What the task requires ▸ Reproduce the rows from the line with "suit standing and" through the line with "[[580, 603], [904, 701]]" word for word, omitting the pictures.

Dataset rows ▸
****

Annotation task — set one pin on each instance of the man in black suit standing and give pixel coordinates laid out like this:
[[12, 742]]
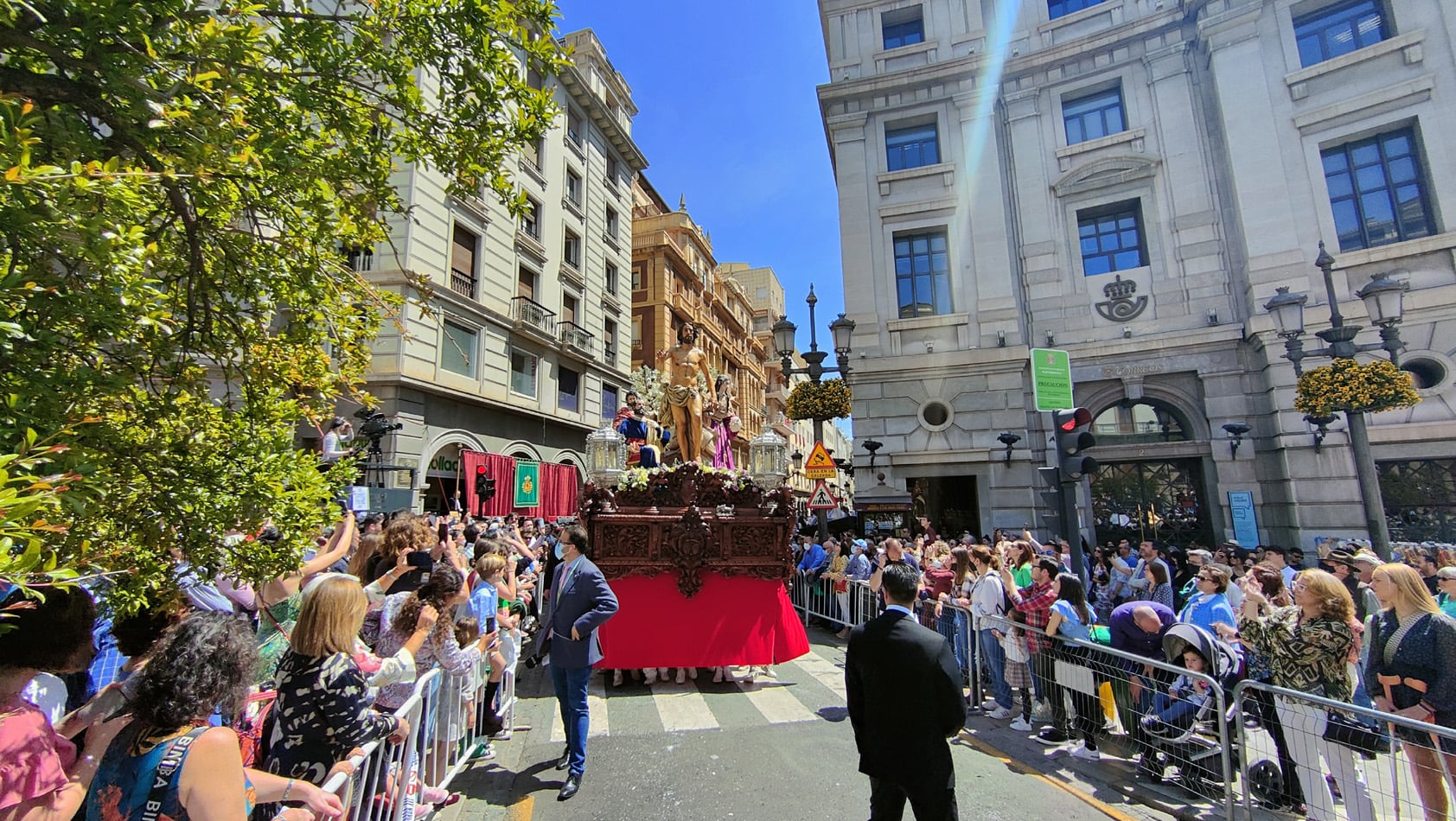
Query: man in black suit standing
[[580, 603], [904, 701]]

****

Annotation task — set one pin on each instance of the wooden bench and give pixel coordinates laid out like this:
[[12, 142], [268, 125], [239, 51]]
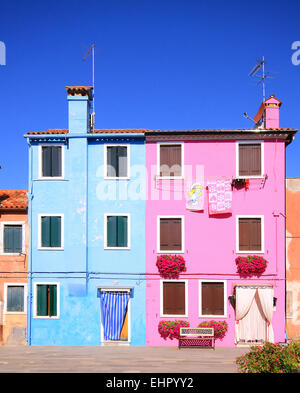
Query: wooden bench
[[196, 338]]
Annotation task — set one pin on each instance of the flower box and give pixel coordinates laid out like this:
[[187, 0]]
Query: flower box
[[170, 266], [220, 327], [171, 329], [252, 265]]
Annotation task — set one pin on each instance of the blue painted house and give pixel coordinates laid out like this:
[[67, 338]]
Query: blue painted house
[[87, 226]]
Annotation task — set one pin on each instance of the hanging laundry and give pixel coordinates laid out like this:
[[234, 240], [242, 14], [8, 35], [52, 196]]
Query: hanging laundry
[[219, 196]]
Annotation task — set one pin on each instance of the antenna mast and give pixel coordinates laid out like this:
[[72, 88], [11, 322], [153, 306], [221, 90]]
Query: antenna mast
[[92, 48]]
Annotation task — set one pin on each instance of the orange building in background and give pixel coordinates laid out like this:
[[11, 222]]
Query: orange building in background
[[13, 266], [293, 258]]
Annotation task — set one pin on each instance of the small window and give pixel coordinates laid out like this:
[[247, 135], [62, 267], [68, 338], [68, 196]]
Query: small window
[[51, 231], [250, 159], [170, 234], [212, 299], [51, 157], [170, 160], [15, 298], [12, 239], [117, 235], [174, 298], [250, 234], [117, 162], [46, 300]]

****

Correct result ▸
Annotation task — set one pin on each instance of the man in black suit standing and give pixel coordinates laid out like this:
[[12, 742]]
Query: man in black suit standing
[[580, 603], [904, 701]]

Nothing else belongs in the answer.